--- TASK TO CARRY OUT ---
Please copy out the entries below exactly, beginning with the line that contains "drop one pin per instance, shaped like <point>269,55</point>." and ending with the line that contains "drop one pin per instance, shaped like <point>107,57</point>.", and include nothing outside that span.

[Region pointing data]
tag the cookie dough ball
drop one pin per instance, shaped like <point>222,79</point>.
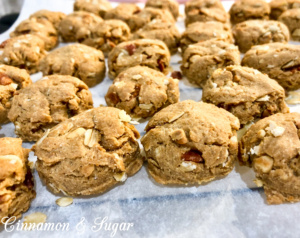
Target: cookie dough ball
<point>205,10</point>
<point>23,51</point>
<point>245,92</point>
<point>141,91</point>
<point>280,61</point>
<point>144,52</point>
<point>190,142</point>
<point>89,153</point>
<point>12,79</point>
<point>98,7</point>
<point>258,32</point>
<point>160,30</point>
<point>78,25</point>
<point>16,181</point>
<point>46,103</point>
<point>202,31</point>
<point>200,60</point>
<point>171,5</point>
<point>77,60</point>
<point>243,10</point>
<point>272,147</point>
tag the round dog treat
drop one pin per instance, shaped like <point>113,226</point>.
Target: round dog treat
<point>141,91</point>
<point>46,103</point>
<point>89,153</point>
<point>258,32</point>
<point>200,60</point>
<point>12,79</point>
<point>77,60</point>
<point>190,142</point>
<point>243,10</point>
<point>245,92</point>
<point>16,181</point>
<point>202,31</point>
<point>272,147</point>
<point>78,25</point>
<point>160,30</point>
<point>98,7</point>
<point>24,51</point>
<point>144,52</point>
<point>280,61</point>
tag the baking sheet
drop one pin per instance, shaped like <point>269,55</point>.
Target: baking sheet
<point>228,207</point>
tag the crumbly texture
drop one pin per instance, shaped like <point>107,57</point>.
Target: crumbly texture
<point>245,92</point>
<point>81,61</point>
<point>89,153</point>
<point>141,91</point>
<point>98,7</point>
<point>78,25</point>
<point>16,181</point>
<point>202,31</point>
<point>12,79</point>
<point>160,30</point>
<point>46,103</point>
<point>190,142</point>
<point>23,51</point>
<point>272,148</point>
<point>243,10</point>
<point>258,32</point>
<point>144,52</point>
<point>280,61</point>
<point>200,60</point>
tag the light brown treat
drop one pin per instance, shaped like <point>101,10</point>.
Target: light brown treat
<point>89,153</point>
<point>160,30</point>
<point>141,91</point>
<point>171,5</point>
<point>78,25</point>
<point>258,32</point>
<point>12,79</point>
<point>243,10</point>
<point>280,61</point>
<point>144,52</point>
<point>202,31</point>
<point>245,92</point>
<point>23,51</point>
<point>190,142</point>
<point>205,10</point>
<point>46,103</point>
<point>272,147</point>
<point>16,181</point>
<point>98,7</point>
<point>81,61</point>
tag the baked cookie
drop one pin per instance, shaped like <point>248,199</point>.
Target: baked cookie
<point>23,51</point>
<point>144,52</point>
<point>258,32</point>
<point>272,147</point>
<point>78,25</point>
<point>141,91</point>
<point>200,60</point>
<point>202,31</point>
<point>243,10</point>
<point>98,7</point>
<point>280,61</point>
<point>12,79</point>
<point>205,10</point>
<point>160,30</point>
<point>245,92</point>
<point>100,149</point>
<point>81,61</point>
<point>190,142</point>
<point>47,102</point>
<point>16,181</point>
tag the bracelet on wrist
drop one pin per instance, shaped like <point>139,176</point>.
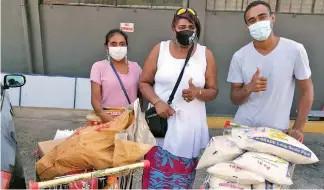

--- ANSWER TO THIS PROBLEM ---
drop one pin per instance, shaped like <point>269,55</point>.
Target: baking sheet
<point>228,207</point>
tag the crumbly texture
drop one pin per instance, shaped like <point>107,57</point>.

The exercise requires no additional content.